** Opening DATA TO PROCESS block **

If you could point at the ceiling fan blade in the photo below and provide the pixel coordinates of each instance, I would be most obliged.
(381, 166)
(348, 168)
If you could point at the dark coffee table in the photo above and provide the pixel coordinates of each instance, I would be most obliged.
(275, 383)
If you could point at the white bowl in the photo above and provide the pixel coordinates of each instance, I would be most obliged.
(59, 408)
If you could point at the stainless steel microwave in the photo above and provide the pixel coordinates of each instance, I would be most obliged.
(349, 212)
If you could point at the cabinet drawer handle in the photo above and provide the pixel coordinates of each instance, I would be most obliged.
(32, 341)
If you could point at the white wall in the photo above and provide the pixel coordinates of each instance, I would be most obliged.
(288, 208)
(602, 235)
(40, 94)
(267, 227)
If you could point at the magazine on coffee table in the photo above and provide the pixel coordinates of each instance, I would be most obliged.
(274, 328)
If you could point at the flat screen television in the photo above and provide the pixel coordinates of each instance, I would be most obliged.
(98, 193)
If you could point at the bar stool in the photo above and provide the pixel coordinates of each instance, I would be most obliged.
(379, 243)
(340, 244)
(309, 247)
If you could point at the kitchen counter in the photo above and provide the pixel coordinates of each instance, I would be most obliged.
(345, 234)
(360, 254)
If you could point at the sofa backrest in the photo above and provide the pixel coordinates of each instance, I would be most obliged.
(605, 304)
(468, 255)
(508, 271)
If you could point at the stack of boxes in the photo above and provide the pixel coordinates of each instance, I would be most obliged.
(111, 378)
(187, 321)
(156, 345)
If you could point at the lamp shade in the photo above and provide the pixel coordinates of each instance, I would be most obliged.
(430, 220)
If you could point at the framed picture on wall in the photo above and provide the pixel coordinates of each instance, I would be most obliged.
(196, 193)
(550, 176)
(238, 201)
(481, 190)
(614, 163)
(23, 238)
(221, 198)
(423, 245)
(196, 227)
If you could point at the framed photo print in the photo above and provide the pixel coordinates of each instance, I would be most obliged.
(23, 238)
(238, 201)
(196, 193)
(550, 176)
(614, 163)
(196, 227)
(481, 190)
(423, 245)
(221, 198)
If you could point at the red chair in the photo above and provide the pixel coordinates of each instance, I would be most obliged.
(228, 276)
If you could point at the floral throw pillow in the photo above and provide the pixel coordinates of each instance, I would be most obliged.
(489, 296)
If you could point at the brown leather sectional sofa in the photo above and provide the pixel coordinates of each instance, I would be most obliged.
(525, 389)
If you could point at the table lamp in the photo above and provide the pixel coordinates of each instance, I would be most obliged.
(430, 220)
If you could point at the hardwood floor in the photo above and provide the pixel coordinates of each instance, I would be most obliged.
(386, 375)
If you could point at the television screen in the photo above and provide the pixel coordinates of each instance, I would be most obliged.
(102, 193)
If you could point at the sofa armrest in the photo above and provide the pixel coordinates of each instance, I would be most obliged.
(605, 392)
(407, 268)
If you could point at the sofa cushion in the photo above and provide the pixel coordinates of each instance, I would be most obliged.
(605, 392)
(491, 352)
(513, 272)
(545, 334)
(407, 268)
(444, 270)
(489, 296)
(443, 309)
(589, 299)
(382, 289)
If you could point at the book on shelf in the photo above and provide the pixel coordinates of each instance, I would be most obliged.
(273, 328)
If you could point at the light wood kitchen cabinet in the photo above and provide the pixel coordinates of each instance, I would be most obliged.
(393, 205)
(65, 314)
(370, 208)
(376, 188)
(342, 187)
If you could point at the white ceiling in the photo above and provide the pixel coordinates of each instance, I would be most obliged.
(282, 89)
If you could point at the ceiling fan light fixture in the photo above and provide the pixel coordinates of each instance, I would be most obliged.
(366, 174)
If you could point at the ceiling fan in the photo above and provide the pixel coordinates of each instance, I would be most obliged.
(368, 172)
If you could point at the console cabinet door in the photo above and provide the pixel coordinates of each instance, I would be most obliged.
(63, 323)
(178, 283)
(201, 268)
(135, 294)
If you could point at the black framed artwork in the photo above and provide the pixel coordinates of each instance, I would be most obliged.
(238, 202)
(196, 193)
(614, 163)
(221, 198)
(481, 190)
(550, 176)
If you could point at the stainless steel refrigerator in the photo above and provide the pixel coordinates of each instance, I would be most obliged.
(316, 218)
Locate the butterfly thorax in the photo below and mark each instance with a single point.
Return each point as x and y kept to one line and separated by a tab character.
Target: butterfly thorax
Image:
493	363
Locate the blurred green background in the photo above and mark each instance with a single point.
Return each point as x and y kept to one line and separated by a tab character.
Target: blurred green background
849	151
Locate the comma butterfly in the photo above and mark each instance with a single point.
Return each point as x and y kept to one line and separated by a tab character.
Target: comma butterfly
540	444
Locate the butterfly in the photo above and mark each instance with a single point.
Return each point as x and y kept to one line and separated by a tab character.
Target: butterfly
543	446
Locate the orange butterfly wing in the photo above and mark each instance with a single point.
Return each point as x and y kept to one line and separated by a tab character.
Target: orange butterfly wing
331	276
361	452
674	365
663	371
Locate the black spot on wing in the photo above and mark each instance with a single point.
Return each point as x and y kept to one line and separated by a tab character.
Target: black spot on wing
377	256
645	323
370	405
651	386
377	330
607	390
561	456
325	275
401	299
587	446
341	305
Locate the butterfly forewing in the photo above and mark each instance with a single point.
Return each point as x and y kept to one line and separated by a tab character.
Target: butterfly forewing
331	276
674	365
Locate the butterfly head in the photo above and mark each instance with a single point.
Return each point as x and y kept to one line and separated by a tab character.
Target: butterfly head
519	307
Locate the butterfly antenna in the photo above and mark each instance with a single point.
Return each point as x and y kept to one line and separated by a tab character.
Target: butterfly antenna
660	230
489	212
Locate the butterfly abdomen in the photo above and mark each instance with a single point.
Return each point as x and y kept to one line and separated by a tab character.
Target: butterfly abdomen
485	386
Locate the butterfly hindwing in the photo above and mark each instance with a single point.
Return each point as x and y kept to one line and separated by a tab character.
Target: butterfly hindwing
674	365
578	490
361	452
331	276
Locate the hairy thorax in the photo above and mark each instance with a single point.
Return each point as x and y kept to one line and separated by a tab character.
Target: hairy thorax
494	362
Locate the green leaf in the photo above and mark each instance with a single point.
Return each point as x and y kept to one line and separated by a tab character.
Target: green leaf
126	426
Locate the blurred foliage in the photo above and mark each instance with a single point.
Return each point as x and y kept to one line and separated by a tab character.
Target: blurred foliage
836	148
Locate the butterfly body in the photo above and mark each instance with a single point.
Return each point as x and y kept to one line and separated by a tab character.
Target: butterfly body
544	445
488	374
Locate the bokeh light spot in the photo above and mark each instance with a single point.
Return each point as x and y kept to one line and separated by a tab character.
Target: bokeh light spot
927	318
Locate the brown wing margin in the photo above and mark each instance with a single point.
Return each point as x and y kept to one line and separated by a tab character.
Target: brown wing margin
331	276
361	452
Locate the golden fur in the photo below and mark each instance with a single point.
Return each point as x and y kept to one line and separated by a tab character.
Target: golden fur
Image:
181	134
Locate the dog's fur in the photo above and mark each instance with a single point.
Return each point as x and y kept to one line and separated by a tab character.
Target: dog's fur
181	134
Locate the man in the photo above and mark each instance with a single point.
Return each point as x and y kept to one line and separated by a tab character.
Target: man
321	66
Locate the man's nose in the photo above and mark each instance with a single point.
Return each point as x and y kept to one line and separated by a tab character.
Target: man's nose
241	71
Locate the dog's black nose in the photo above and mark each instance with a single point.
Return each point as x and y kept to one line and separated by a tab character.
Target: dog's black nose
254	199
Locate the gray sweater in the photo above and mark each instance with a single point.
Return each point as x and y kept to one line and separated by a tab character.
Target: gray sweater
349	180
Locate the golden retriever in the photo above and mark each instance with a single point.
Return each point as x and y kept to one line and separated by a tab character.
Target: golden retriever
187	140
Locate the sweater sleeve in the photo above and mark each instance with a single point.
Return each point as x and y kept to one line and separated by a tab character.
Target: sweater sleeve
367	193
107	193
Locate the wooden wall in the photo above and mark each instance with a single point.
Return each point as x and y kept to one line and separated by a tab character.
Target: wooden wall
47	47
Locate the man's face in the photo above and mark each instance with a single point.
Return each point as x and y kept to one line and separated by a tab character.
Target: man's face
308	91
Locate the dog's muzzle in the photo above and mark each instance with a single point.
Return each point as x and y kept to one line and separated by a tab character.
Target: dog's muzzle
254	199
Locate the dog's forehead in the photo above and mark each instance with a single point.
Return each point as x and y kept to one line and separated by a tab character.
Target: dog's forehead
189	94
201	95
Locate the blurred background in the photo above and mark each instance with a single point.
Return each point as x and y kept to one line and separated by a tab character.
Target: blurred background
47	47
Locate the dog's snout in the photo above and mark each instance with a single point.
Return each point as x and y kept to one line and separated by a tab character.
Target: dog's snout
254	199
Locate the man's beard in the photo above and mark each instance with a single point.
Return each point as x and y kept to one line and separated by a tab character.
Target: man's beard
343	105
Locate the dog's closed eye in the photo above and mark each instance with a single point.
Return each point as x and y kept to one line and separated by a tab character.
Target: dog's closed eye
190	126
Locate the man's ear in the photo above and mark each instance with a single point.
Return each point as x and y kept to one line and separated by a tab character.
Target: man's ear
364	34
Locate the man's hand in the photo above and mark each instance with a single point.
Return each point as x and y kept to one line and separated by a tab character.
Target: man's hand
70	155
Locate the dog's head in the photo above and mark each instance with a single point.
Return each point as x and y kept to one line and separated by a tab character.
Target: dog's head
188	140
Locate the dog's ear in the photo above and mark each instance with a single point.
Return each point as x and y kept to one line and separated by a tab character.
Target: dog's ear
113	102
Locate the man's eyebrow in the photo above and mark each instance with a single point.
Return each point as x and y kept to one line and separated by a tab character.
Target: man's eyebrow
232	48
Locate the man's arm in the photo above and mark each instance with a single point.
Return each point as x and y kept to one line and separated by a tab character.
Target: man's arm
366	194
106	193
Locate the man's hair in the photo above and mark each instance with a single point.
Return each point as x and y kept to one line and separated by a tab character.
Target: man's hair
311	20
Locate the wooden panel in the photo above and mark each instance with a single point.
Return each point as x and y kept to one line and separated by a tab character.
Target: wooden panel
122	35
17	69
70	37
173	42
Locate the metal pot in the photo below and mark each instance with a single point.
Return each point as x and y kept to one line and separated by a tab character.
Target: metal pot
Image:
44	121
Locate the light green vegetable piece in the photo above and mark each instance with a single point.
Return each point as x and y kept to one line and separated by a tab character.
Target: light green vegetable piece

** Closing DATA TO PROCESS block **

### REQUIREMENT
Find "Target: blurred foliage" in the entries above and copy that whole line exactly, then each line after it through the line that contains "Locate the man in".

### EXERCISE ANSWER
Target: blurred foliage
836	148
Locate the butterfly body in the photo above and mark each instance with a single point.
Return each point as x and y kept to one line and separated by a tab character.
Target: butterfly body
544	445
488	374
Locate the bokeh light spot in the photo above and mark each instance with a single point.
Return each point as x and y kept to one line and separated by a tab character.
Target: bokeh light spot
927	318
Locate the brown wing margin in the photo above and mark each instance with a single point.
Return each point as x and y kept to one line and separated by a tab character.
Target: brown wing margin
331	276
361	452
Locate the golden fur in the photo below and mark each instance with a single point.
Return each point as x and y kept to one line and separated by a tab character.
Target: golden fur
Image:
181	134
Locate the dog's fur in the photo above and mark each instance with a single point.
Return each point as x and y kept to one line and separated by a tab character.
Target: dog's fur
181	134
Locate the man in the photo above and mark each instance with a single point.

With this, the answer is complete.